┌────────

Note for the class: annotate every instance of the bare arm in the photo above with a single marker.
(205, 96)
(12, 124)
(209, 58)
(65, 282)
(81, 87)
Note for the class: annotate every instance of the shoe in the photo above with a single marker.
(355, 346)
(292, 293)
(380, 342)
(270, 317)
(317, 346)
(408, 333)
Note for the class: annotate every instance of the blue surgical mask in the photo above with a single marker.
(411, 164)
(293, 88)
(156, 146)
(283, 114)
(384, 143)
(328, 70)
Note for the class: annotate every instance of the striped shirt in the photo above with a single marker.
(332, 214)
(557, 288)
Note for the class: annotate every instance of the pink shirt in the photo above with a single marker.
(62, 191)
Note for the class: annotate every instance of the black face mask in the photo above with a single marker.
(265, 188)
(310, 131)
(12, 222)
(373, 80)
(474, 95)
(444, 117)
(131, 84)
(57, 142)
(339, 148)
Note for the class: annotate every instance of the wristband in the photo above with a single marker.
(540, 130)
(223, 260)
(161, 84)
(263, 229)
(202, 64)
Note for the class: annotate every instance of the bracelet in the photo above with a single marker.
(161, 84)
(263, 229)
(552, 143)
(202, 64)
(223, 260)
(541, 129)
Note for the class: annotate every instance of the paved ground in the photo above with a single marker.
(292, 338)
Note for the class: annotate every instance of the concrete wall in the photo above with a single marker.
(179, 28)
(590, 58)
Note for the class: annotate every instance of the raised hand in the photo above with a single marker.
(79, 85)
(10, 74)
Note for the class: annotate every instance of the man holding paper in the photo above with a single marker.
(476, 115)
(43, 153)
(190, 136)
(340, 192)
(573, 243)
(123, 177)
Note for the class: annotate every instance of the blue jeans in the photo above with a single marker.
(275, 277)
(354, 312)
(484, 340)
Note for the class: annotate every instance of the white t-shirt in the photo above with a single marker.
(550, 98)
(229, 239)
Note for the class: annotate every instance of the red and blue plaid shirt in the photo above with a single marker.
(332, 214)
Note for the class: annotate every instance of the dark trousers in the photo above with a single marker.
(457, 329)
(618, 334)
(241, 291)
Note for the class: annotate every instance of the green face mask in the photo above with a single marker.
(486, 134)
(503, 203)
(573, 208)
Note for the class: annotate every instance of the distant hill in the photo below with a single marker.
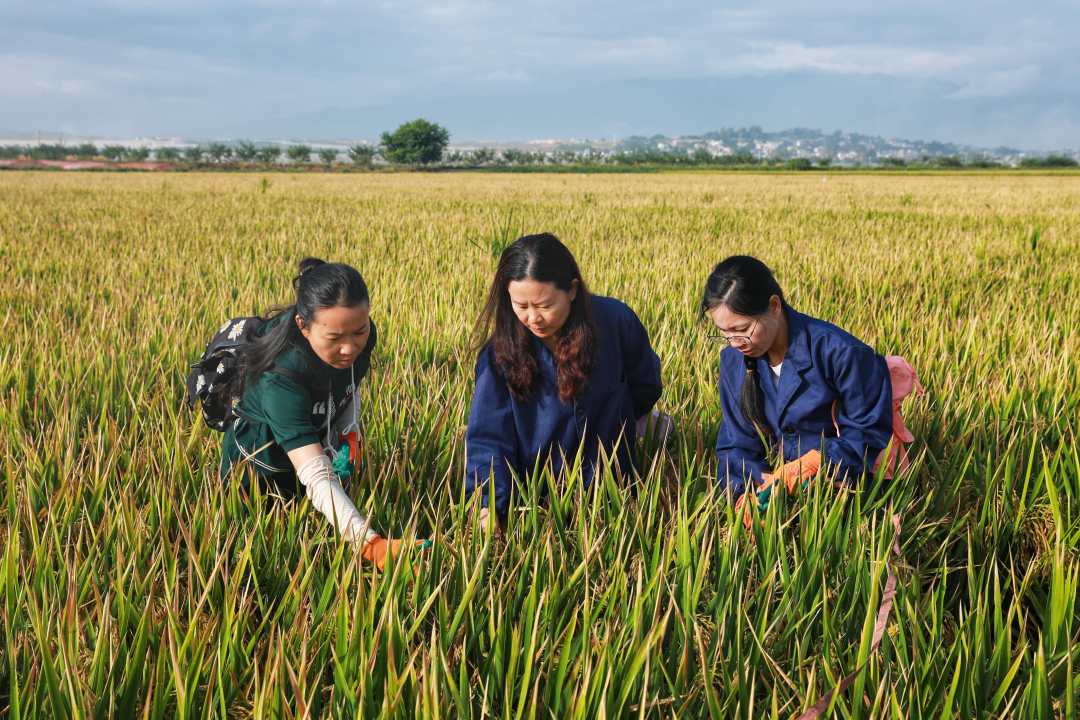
(840, 147)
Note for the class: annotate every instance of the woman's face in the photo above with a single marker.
(338, 335)
(541, 307)
(751, 335)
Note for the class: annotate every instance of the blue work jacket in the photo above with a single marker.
(823, 365)
(507, 436)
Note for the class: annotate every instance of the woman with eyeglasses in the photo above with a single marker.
(561, 372)
(799, 395)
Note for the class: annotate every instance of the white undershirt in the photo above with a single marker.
(775, 372)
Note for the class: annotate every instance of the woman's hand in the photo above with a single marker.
(379, 549)
(796, 471)
(487, 518)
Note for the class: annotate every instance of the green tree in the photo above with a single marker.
(219, 151)
(268, 153)
(299, 153)
(166, 154)
(416, 143)
(245, 151)
(483, 157)
(362, 154)
(327, 155)
(85, 150)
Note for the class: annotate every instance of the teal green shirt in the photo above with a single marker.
(278, 413)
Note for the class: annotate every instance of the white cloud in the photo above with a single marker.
(1000, 83)
(850, 59)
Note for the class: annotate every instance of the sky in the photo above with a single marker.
(979, 72)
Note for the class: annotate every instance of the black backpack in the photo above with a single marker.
(213, 380)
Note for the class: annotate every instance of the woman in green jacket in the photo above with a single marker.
(300, 377)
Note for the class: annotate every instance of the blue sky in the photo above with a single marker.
(980, 72)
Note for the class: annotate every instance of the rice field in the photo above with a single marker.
(134, 585)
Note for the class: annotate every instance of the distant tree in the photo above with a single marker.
(1049, 161)
(701, 157)
(983, 162)
(514, 157)
(245, 151)
(416, 143)
(327, 155)
(299, 153)
(219, 151)
(85, 150)
(49, 151)
(362, 154)
(268, 153)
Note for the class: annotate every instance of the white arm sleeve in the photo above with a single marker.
(329, 498)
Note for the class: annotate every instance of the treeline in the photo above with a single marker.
(246, 153)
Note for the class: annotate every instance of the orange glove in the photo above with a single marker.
(746, 508)
(378, 549)
(792, 473)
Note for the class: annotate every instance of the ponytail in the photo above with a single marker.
(745, 285)
(752, 402)
(318, 284)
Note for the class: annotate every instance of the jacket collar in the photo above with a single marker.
(797, 360)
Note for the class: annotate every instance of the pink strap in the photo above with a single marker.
(904, 381)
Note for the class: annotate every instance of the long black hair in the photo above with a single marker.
(318, 284)
(542, 258)
(745, 285)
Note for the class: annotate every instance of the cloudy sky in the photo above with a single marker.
(983, 72)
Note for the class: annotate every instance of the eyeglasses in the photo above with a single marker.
(734, 339)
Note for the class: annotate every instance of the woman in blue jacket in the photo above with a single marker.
(793, 388)
(562, 371)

└────────

**Task item:** Output every record verbatim, excluding any picture it contains.

**Solved exercise:**
Note for the class: annotate every instance of the bare arm in the photo above with a single marker.
(205, 96)
(12, 124)
(209, 58)
(65, 282)
(81, 87)
Note for the class: annotate every instance of the shoe in the photo above with a single marker.
(355, 346)
(292, 293)
(380, 342)
(270, 317)
(317, 346)
(408, 333)
Note for the class: annotate every instance of the blue surgical mask in the photo above with a single marker.
(411, 164)
(293, 88)
(156, 146)
(283, 114)
(384, 143)
(328, 70)
Note for the class: annotate every instance of the striped shirt in the photo above with a single marker.
(332, 214)
(557, 288)
Note for the class: annotate every instance of the pink shirt in the photo above with a single marker.
(62, 191)
Note for the class: annotate every instance of the black face mask in the photo above with a single marker.
(265, 188)
(310, 131)
(12, 222)
(373, 80)
(474, 95)
(444, 117)
(131, 84)
(57, 142)
(339, 148)
Note for the class: annotate every instance of the wristband in the photo above with a single marker.
(540, 130)
(223, 260)
(161, 84)
(263, 229)
(202, 64)
Note for the class: annotate every instance of the bracelet in the photo above with a single marker.
(161, 84)
(263, 229)
(552, 143)
(202, 64)
(223, 260)
(541, 129)
Note for the class: annotate every instance of the paved ground in the photo above with a single marker.
(292, 338)
Note for the class: annotate every instance of the concrete wall in the photo above with a single marker.
(179, 28)
(590, 58)
Note for the class: annotate every instance of the raised hand in the photo above with a single marker.
(79, 85)
(10, 74)
Note for the class: annotate every instance of the man holding paper in the photo above with a single marker.
(476, 115)
(43, 153)
(190, 136)
(340, 192)
(573, 243)
(123, 177)
Note for the class: annotate every instance of the blue jeans in the photo above with a single marker.
(275, 277)
(354, 312)
(484, 340)
Note for the class: annotate every instance of the white t-shirt in the photo above with a single marker.
(550, 98)
(229, 239)
Note for the class: annotate every instance of the red and blue plaid shirt in the photo above with a single marker.
(332, 214)
Note for the class: annotate every instance of the dark trousers in the photo above with a single marker.
(457, 329)
(618, 334)
(241, 291)
Note for the class: annotate every instance of the green face mask in the photo above with a single marker.
(486, 134)
(503, 203)
(573, 208)
Note for the class: annotate every instance of the distant hill in the photo below with a single marker.
(840, 147)
Note for the class: annotate every instance of the woman's face in the photo above with a single marker.
(338, 335)
(541, 307)
(751, 335)
Note for the class: annotate every instance of the blue work jacket in the photo above with a single marker.
(823, 365)
(507, 436)
Note for the class: annotate every instance of the woman with eyeglasses in the photo above with a single marker.
(561, 372)
(799, 395)
Note for the class: annotate every instance of the white undershirt in the photo above with a single marker.
(775, 372)
Note for the class: annotate every instance of the woman's hand in the photo above with a single marker.
(379, 549)
(796, 471)
(487, 518)
Note for the class: annotate every instance of the green tree in the photo above with a single marker.
(219, 151)
(268, 153)
(299, 153)
(166, 154)
(416, 143)
(245, 151)
(483, 157)
(362, 154)
(327, 155)
(85, 150)
Note for the class: annotate every instance of the teal green shirt in the photo above with a single marker.
(278, 413)
Note for the class: annotate every instance of the white cloud in the photo above with a single marker.
(1000, 83)
(850, 59)
Note for the class: annotate every instance of the sky in the photo above with a single marker.
(979, 72)
Note for the class: annotate every instance of the black backpack in the photo above with a single marker.
(213, 380)
Note for the class: annotate every instance of the woman in green jacket in the photo above with a single marker.
(300, 377)
Note for the class: annotate every instance of the blue sky in the photo above with a single marker.
(980, 72)
Note for the class: annotate every instance of the rice field in the photo above with a single marker.
(134, 585)
Note for the class: annotate every instance of the distant tree in the photo above with a single marker.
(1049, 161)
(701, 157)
(983, 162)
(514, 157)
(245, 151)
(416, 143)
(327, 155)
(299, 153)
(219, 151)
(85, 150)
(49, 151)
(362, 154)
(268, 153)
Note for the class: annotate every instance of the white arm sleeve in the photo above with a single marker.
(329, 498)
Note for the class: annotate every instance of the treeline in the photo above with a single marker.
(246, 153)
Note for the class: annotate every instance of the orange glove in the photo above with a single marker.
(746, 508)
(378, 549)
(792, 473)
Note for the class: annotate every instance of the ponytail in the photo above with a single marker.
(745, 285)
(752, 402)
(318, 284)
Note for the class: annotate every instance of the jacket collar in the photo above with a single marker.
(797, 360)
Note for the class: annotate every instance of the pink strap in the photo above with a single marker.
(904, 381)
Note for the class: annotate every instance of the long black hair in the photo above with a single marker.
(318, 284)
(542, 258)
(745, 285)
Note for the class: annotate every instance of the cloudy sky in the photo above with a single marker.
(983, 72)
Note for the class: annotate every instance of the eyeglasses in the photo above with a single marker.
(734, 339)
Note for the class: annotate every instance of the woman in blue jacket in the photo above with a single marker.
(793, 388)
(562, 371)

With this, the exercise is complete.